Written request :: Write out every line of the material exactly as it appears.

Data ::
■ ■ ■ ■ ■
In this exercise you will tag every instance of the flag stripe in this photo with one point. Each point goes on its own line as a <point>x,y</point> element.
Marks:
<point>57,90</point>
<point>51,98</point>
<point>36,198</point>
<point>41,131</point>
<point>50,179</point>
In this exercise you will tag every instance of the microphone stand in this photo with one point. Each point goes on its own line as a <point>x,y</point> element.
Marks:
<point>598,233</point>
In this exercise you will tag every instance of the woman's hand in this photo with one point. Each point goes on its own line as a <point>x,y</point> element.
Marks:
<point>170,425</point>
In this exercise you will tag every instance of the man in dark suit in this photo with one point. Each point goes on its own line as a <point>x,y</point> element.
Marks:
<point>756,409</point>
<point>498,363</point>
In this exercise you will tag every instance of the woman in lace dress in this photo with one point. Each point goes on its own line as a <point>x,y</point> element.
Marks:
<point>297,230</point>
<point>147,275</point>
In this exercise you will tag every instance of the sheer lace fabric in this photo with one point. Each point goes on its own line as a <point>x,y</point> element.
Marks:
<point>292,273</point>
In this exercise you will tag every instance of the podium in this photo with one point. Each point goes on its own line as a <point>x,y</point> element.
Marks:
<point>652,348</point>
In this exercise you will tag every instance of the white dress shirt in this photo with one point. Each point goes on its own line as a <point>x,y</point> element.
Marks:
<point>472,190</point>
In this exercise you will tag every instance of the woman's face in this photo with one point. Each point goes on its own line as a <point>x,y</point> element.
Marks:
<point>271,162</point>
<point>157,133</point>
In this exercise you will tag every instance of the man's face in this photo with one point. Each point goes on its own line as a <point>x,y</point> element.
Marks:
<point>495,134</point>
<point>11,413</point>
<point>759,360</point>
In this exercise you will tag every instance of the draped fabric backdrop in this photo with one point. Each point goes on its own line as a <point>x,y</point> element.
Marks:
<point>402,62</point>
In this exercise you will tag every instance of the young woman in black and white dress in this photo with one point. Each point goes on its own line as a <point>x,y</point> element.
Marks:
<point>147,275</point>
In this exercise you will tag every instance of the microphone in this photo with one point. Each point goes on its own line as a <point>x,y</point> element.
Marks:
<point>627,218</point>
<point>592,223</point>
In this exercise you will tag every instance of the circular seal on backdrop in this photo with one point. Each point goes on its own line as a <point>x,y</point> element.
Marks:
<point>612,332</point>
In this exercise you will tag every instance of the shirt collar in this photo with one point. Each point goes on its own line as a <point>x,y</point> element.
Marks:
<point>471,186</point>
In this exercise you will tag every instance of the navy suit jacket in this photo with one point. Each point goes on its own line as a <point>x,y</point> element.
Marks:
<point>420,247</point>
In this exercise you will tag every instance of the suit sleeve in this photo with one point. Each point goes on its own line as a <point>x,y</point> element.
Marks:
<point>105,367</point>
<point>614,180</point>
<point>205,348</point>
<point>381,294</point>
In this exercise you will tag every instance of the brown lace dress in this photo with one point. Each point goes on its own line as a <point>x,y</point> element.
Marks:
■ ■ ■ ■ ■
Answer for the task ::
In this exercise you will tag every instance of the flag stripe in this photo with one point. Each point goes on its own line as a <point>x,y</point> element.
Marks:
<point>57,90</point>
<point>51,98</point>
<point>36,198</point>
<point>41,131</point>
<point>50,179</point>
In this exercise you will tag every instance of the microphone stand in this photo with one point. Each point goes on its own line as a <point>x,y</point> element.
Marks:
<point>598,233</point>
In this exercise you will tag every instance of the woman's hand in this photo with one point. Each point goes on its own line as a <point>x,y</point> element.
Marks:
<point>170,425</point>
In this exercise you will tag every instance of the man in dark suit in this photo with one point. Each point goes on its own line as a <point>x,y</point> element.
Marks:
<point>756,409</point>
<point>498,363</point>
In this exercise you will tag every instance of the woman in lace dress in this photo with one point. Each point goes on its own line as a <point>x,y</point> element.
Marks:
<point>297,230</point>
<point>147,275</point>
In this exercise you will tag every instance of the sheer lace fabric in this photo with one point. Each point goes on its own line as a <point>x,y</point> element.
Marks:
<point>292,273</point>
In this exercise you will tag every instance of the podium in this photo with one point. Each point goes on its own line as a <point>x,y</point> element.
Marks:
<point>652,348</point>
In this exercise you will tag every instance of the white dress shirt in this photo with one point. Each point goes on its own line as a <point>x,y</point> element.
Marks:
<point>472,190</point>
In this exercise you will tag every instance of the woman's face in this photo with one point. Each point goes on its own line as a <point>x,y</point> element.
Marks:
<point>271,162</point>
<point>157,133</point>
In this exercise you will tag every instance of the man's face in this photo with one point. Each point goes on its own line as a <point>x,y</point> element.
Marks:
<point>495,134</point>
<point>11,413</point>
<point>759,360</point>
In this exercise you will tag every instance of the draped fabric backdrop in this photo with one point. Each point goes on its own line as a <point>x,y</point> element.
Marks:
<point>402,62</point>
In this exercise you will tag every instance of the young woman in black and white dress in this photo with one point. Each point goes on its own line as a <point>x,y</point> element.
Marks:
<point>147,275</point>
In this exercise you will tag every instance of the microphone in this photo with one point. Each point goes on its own line as a <point>x,y</point> element.
Marks:
<point>627,218</point>
<point>592,223</point>
In this exercise you will tag every instance of the circular seal on backdrop in this photo with one point. Each point goes on its own line as a <point>x,y</point> element.
Marks:
<point>612,332</point>
In this exercise you will tag every instance of the shirt collar in this photo with one point. Each point goes on its own line as a <point>x,y</point> element.
Marks:
<point>471,186</point>
In this exercise you will tag every instance of the navy suit jacket in this photo with one point. Each point goes on its own line as a <point>x,y</point> element.
Marks:
<point>420,247</point>
In this exercise you will tag every instance of the suit sleeve in this photo with one point. Each point goes on its own line as a <point>x,y</point> element.
Marks:
<point>105,367</point>
<point>614,180</point>
<point>205,348</point>
<point>381,294</point>
In this exercise you will tag every instance of the brown lace dress in this photo with one point. Each point goes on its own line as a <point>x,y</point> element.
Marks:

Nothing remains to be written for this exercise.